### Extracted text
****

# Way to set sshd_config to selectively set auth policy based on source address



## ctengel (Aug 11, 2013)

Hi,

I have a FreeBSD box that sits on a trusted network behind a router/NAT to the Internet. The router/NAT device has port forwarding set up to allow SSH access from outside. If I understand correctly, use of keys is preferable to passwords from a security standpoint. I do understand that passwordless login can be enforced by setting sshd_config(5). What I would like to do though is permit password login from within the trusted subnet, but require a key when coming in from the outside. I tried this a while ago and ran into some issues; I think I am getting confused with all the SSHv1 vs SSHv2 options, PAM, challenge/resp vs password, etc, etc. I guess I am thinking something like this:

```
Protocol 2
UsePAM yes
ChallengeResponseAuthentication no
PasswordAuthentication no
PubkeyAuthentication yes

Match Address 192.168.2.0/24
    ChallengeResponseAuthentication yes
```
Would this work? Is it secure? Does it make sense?

Thanks!
Chris
PS: I am on 9.1-RELEASE-p5, OpenSSH_5.8p2_hpn13v11


----------



## wblock@ (Aug 11, 2013)

This works:


```
ChallengeResponseAuthentication no

Match Address 192.168.2.0/24
  PasswordAuthentication yes
```


----------



## ctengel (Aug 11, 2013)

OK...it is coming back to me now that I tried this before and found that ChallengeResponseAuthentication cannot be set within a Match... for some reason hidden deep within the semantics of the OpenSSH code which I dare not touch   Are there any issues security-wise with enabling PasswordAuthentication in FreeBSD? (It seems to be disabled by default, correct?)


----------

****

### Data for review

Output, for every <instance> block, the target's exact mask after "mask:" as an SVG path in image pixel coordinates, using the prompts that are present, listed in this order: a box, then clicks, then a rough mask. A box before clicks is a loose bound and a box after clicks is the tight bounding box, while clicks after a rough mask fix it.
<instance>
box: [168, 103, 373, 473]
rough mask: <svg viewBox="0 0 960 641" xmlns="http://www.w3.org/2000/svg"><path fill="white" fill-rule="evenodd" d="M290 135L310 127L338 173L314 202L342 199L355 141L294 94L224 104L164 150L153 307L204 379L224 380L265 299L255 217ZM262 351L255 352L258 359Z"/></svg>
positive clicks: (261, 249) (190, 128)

****

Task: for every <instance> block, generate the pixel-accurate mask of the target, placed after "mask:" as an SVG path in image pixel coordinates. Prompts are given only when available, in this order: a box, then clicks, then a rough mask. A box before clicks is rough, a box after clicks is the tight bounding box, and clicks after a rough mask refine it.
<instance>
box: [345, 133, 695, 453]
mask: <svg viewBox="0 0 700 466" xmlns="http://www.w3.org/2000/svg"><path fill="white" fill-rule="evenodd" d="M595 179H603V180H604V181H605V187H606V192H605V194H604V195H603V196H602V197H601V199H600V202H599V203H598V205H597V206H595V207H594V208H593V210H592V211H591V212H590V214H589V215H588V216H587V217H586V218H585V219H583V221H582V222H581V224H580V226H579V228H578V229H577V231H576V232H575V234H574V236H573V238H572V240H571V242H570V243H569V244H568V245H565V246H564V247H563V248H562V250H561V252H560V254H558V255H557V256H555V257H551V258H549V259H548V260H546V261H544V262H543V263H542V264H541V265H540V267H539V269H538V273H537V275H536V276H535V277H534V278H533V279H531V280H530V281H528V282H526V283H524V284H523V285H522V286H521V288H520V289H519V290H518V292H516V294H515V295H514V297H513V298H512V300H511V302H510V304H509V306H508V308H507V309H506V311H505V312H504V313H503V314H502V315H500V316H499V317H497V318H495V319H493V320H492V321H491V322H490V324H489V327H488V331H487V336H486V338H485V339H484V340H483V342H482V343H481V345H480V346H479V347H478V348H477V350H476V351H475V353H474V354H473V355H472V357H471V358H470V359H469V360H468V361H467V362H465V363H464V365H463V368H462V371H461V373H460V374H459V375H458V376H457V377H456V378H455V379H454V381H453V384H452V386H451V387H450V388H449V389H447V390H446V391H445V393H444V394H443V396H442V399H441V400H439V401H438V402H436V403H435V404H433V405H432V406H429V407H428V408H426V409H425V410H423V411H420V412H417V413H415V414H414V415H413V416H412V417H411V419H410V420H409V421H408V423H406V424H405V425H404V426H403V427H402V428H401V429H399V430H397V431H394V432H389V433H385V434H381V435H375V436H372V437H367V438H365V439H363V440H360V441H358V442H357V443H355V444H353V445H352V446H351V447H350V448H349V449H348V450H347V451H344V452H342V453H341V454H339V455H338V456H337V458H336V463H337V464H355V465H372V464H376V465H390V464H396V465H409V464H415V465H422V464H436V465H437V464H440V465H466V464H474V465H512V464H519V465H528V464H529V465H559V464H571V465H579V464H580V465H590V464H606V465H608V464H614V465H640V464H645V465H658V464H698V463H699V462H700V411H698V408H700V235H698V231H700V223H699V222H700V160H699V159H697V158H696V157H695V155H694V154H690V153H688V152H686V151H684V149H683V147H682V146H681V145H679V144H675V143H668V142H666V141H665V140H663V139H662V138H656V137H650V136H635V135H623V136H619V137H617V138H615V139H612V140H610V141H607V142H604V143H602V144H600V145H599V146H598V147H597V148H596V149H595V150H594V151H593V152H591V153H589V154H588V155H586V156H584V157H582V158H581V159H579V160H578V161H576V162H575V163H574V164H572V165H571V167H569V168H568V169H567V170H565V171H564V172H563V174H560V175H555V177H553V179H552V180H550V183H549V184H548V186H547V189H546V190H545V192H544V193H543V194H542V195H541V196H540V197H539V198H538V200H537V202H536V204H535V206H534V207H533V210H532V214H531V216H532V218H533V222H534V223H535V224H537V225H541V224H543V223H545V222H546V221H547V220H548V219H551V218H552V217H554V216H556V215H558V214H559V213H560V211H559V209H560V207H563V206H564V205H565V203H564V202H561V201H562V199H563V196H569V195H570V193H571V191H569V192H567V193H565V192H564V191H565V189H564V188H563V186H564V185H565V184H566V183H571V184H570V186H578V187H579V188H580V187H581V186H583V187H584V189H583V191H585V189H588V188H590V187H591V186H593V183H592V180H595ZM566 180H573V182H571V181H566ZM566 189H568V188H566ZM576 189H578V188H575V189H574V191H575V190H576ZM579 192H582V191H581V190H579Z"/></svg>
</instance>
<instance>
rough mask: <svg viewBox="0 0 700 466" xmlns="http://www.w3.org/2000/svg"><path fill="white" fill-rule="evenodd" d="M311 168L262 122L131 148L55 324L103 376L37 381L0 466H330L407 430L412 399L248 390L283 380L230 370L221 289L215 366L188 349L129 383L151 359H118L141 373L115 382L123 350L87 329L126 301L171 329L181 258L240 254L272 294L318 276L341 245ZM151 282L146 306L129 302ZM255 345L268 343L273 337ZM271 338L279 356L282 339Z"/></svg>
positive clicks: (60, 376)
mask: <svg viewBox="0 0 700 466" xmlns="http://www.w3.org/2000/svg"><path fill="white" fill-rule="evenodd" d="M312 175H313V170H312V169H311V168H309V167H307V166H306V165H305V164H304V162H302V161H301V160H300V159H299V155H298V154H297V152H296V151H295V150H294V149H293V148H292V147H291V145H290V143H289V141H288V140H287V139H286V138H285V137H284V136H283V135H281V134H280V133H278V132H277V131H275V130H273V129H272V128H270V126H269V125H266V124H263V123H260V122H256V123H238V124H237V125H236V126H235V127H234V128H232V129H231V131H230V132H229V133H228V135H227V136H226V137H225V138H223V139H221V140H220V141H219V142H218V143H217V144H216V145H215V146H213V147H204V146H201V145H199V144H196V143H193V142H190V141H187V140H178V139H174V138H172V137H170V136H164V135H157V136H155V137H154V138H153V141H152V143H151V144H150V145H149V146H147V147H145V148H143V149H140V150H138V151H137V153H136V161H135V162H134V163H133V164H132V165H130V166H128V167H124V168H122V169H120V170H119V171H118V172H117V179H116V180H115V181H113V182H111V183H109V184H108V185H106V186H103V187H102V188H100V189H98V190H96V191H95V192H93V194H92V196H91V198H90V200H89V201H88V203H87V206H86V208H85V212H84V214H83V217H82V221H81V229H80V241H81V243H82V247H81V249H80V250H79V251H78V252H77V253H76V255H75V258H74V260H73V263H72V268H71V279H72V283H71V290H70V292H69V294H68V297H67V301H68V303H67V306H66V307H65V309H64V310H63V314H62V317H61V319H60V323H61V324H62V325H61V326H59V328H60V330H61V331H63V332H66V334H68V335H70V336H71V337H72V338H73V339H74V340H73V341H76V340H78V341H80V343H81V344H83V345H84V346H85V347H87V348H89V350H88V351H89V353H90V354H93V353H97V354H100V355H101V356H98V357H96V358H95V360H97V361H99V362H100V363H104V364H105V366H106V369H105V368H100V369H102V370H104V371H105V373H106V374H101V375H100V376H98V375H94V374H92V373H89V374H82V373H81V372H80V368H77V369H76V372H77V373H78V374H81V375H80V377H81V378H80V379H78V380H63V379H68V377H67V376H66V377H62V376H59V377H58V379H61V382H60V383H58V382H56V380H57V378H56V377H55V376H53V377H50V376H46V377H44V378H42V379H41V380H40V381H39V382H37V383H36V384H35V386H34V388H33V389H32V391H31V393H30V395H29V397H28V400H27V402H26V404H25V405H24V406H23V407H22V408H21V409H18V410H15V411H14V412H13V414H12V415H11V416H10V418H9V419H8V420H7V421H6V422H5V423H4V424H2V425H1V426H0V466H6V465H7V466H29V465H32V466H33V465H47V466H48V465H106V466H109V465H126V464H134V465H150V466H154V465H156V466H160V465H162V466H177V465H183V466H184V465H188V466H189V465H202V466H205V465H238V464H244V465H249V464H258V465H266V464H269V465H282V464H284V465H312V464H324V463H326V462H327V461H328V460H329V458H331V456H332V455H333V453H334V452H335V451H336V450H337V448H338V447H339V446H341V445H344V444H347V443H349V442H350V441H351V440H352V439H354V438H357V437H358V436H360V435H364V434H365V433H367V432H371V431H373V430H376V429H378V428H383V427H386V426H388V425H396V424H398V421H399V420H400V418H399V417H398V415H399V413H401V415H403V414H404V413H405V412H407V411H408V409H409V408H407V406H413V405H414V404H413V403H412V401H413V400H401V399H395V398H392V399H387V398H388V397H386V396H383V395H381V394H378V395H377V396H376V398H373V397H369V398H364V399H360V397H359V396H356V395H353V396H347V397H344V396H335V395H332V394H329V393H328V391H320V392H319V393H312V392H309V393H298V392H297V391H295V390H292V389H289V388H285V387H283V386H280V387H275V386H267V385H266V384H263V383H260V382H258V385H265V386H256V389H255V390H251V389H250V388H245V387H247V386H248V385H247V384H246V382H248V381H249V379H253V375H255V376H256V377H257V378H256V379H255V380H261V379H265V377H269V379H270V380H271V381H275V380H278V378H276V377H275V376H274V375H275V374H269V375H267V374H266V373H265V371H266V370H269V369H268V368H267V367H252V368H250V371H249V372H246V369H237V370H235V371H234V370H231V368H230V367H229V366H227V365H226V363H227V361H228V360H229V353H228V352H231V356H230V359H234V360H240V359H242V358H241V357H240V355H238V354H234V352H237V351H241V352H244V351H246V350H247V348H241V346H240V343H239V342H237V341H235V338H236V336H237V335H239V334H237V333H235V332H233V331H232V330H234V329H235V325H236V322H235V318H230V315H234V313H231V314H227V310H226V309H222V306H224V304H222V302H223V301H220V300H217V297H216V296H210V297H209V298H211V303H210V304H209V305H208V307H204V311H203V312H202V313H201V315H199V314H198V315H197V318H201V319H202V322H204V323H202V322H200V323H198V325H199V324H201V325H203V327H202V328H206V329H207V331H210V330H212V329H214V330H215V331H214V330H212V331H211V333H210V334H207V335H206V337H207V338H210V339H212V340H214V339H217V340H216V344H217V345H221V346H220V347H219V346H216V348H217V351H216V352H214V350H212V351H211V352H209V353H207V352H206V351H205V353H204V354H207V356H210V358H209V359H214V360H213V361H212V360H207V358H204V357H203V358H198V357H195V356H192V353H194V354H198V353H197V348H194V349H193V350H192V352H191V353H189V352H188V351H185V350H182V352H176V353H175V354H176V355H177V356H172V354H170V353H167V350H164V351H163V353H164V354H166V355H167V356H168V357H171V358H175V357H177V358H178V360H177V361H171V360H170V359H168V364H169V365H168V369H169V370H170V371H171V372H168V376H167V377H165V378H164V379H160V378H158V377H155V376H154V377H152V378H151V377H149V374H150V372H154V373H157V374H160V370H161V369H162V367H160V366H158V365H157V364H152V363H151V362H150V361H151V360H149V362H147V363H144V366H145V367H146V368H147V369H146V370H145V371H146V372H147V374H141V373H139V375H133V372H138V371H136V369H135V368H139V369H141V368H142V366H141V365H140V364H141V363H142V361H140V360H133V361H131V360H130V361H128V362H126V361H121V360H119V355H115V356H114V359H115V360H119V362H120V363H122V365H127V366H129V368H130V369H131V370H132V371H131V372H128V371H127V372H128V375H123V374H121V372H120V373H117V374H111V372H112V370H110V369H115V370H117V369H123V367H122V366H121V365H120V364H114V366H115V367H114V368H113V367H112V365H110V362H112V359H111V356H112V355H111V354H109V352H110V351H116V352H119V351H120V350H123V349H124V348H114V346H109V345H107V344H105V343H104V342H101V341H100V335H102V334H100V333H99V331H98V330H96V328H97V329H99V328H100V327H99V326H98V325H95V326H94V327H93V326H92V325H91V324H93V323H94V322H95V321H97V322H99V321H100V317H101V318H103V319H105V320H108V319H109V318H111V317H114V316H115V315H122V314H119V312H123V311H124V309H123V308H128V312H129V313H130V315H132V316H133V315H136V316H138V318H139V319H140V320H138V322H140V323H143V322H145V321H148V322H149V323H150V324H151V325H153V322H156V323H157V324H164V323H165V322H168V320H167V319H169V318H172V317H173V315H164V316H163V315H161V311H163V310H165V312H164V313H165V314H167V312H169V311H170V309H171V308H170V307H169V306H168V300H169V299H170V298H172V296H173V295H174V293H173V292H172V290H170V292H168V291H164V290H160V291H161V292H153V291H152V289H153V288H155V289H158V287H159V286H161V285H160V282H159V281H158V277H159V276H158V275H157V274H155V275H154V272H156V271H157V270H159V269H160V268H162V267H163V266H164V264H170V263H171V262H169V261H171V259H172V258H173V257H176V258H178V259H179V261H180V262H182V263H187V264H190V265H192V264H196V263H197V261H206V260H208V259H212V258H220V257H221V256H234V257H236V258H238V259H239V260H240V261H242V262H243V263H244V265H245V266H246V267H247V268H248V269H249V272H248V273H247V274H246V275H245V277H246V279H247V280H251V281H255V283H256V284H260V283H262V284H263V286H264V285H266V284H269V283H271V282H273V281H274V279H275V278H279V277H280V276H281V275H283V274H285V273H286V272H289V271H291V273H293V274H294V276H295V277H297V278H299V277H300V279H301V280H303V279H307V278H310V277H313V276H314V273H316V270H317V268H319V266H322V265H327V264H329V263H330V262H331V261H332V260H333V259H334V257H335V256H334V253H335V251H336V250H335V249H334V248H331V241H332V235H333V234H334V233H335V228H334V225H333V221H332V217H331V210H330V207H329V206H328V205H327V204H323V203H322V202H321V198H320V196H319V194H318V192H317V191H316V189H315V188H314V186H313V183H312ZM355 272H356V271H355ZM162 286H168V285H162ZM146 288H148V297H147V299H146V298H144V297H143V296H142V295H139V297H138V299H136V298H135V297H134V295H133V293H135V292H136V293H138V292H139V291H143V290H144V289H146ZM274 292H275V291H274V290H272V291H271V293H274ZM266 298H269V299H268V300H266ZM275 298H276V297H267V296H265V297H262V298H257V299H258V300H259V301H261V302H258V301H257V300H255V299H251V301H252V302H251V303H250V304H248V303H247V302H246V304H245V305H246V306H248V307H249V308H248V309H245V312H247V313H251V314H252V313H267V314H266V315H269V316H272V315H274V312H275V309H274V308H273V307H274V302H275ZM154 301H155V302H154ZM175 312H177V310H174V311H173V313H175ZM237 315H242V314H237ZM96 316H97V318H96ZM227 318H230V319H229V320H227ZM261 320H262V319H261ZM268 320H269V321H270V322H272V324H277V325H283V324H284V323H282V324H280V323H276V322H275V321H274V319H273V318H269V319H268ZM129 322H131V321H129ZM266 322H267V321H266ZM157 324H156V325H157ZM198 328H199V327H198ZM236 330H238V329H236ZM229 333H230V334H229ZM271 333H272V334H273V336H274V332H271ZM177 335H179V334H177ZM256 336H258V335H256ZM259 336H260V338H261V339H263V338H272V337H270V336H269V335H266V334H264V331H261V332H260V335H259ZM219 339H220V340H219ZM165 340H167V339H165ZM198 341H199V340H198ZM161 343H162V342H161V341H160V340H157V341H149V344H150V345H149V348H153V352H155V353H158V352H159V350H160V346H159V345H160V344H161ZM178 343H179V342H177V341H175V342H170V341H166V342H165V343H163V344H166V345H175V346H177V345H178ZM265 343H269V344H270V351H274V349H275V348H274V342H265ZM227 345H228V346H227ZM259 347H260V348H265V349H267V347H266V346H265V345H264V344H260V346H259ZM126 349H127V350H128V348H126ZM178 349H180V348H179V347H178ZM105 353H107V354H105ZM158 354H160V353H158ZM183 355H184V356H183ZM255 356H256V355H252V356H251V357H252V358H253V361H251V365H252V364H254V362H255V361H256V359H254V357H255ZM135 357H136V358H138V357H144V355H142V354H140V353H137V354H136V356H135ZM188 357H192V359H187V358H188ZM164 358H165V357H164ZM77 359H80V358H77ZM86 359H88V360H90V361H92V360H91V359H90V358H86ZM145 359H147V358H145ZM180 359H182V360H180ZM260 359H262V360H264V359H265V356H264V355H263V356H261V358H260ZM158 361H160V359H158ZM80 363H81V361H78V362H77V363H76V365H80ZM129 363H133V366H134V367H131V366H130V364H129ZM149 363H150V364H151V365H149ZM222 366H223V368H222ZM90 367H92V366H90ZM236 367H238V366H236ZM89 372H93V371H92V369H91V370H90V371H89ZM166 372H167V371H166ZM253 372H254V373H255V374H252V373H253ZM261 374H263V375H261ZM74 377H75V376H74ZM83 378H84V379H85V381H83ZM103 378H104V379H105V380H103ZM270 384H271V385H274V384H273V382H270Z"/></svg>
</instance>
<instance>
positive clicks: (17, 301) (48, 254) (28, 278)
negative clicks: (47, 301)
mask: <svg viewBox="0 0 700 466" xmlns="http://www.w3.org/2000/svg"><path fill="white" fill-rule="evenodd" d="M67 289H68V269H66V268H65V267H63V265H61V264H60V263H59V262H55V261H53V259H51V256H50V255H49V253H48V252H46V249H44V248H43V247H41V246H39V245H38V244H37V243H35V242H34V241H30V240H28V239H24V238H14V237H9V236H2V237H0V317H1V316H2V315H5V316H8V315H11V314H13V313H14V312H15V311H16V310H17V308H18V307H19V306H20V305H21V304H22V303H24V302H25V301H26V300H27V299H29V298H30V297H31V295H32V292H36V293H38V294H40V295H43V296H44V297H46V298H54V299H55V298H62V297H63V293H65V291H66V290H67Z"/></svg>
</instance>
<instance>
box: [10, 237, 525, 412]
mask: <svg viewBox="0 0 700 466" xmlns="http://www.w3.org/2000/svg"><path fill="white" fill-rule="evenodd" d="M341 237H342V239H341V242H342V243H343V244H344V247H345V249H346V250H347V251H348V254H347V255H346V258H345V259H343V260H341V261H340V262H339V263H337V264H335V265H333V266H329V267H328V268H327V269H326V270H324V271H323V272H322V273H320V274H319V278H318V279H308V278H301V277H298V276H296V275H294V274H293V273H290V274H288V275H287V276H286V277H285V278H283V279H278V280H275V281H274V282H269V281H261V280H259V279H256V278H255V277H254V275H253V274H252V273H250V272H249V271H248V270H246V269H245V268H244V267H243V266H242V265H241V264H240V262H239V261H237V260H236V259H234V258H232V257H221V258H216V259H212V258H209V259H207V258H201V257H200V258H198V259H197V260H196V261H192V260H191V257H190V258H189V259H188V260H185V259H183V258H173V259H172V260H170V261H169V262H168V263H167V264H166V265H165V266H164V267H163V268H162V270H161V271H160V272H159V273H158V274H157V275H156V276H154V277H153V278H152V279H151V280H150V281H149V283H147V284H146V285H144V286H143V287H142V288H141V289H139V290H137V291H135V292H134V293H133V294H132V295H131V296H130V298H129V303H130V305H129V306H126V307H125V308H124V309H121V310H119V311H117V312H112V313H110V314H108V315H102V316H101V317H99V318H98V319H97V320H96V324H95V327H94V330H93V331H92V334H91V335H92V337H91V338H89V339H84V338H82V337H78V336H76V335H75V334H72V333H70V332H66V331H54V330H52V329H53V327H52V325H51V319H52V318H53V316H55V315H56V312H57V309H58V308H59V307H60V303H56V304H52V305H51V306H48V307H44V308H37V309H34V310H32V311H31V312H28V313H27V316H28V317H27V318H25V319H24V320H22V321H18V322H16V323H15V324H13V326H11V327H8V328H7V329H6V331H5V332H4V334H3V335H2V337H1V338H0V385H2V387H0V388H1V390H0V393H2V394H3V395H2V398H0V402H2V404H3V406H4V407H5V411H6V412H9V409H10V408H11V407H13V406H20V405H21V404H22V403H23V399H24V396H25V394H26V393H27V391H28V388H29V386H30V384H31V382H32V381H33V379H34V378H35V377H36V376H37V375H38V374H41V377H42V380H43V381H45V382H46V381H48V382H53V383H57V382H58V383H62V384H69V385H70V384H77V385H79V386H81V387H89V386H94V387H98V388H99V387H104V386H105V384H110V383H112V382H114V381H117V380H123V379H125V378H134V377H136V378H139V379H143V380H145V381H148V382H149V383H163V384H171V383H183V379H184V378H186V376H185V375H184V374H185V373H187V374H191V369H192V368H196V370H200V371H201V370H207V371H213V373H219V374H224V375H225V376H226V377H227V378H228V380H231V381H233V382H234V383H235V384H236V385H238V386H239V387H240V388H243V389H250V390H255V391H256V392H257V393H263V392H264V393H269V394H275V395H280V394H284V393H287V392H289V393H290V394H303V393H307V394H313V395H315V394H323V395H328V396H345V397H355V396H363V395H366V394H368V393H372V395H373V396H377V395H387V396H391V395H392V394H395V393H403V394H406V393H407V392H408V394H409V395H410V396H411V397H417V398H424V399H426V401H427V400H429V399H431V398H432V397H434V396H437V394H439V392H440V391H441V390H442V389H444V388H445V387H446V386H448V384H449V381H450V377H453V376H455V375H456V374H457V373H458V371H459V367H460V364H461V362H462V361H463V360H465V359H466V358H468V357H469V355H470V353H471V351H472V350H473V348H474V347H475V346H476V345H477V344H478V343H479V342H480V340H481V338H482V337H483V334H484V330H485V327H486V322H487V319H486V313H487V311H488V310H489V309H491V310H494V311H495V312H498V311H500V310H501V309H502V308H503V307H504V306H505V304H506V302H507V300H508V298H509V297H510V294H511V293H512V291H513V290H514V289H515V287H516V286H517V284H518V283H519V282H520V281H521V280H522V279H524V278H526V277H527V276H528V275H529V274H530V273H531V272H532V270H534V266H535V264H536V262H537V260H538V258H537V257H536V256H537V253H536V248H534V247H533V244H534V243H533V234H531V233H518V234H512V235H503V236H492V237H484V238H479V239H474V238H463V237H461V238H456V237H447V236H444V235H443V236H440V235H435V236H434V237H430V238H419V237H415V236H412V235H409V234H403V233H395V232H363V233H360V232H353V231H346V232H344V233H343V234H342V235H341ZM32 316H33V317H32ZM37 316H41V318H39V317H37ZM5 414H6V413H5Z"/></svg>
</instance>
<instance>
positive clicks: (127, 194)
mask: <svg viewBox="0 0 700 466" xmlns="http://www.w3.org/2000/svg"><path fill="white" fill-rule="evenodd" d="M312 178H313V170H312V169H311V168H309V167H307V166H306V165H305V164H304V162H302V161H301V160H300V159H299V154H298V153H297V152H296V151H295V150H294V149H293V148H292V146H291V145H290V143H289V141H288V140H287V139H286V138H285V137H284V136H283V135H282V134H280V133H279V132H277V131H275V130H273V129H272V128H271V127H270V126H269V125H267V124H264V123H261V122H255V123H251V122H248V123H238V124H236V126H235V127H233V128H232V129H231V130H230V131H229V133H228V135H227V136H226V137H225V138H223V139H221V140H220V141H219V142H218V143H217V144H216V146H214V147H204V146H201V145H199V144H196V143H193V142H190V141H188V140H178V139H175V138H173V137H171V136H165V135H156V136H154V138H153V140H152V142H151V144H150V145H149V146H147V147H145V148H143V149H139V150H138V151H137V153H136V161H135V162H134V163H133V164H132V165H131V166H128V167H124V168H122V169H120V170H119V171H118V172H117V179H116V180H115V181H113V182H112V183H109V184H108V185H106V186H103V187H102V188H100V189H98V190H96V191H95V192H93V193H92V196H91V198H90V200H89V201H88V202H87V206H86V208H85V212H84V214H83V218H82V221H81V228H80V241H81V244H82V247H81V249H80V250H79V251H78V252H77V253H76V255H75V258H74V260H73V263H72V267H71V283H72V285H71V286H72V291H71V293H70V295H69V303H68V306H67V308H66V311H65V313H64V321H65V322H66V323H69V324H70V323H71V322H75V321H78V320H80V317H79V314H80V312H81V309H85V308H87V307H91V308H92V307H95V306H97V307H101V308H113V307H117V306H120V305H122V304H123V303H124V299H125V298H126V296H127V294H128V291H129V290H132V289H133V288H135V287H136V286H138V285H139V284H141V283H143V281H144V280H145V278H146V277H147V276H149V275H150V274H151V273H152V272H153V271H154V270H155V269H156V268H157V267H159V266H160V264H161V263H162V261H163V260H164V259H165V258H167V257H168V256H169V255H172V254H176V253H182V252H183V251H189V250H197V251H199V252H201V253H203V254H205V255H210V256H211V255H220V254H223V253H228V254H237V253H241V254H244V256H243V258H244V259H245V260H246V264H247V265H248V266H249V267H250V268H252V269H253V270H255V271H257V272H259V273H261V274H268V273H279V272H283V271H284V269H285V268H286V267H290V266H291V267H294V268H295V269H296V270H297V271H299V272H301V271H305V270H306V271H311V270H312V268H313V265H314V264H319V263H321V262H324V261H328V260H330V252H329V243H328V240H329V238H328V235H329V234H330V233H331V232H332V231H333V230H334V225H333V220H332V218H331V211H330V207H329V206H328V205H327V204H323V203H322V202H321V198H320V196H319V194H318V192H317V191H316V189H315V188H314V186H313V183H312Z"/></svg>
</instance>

****

### Work task 1
In the sshd_config thread, rewrite the paragraph beginning "I have a FreeBSD box" as a short bulleted list that keeps its main facts.
### Work task 2
Per the sshd_config thread, which option did the original poster find cannot be set within a Match block?
### Work task 3
Reproduce the part of the sshd_config thread that opens with the words containing "OK...it is coming" and closes with "by default, correct?)".

### Solution 1
- A FreeBSD box sits on a trusted network behind a router/NAT to the Internet.
- Port forwarding on the router/NAT allows SSH access from outside.
- Keys are understood to be preferable to passwords for security, and passwordless login can be enforced through sshd_config(5).
- Goal: allow password login from within the trusted subnet but require a key from outside.
- An earlier attempt ran into issues, with confusion over SSHv1 vs SSHv2 options, PAM, and challenge/response vs password.
- The poster proposes a configuration along the lines shown next.

### Solution 2
ChallengeResponseAuthentication.

### Solution 3
OK...it is coming back to me now that I tried this before and found that ChallengeResponseAuthentication cannot be set within a Match... for some reason hidden deep within the semantics of the OpenSSH code which I dare not touch   Are there any issues security-wise with enabling PasswordAuthentication in FreeBSD? (It seems to be disabled by default, correct?)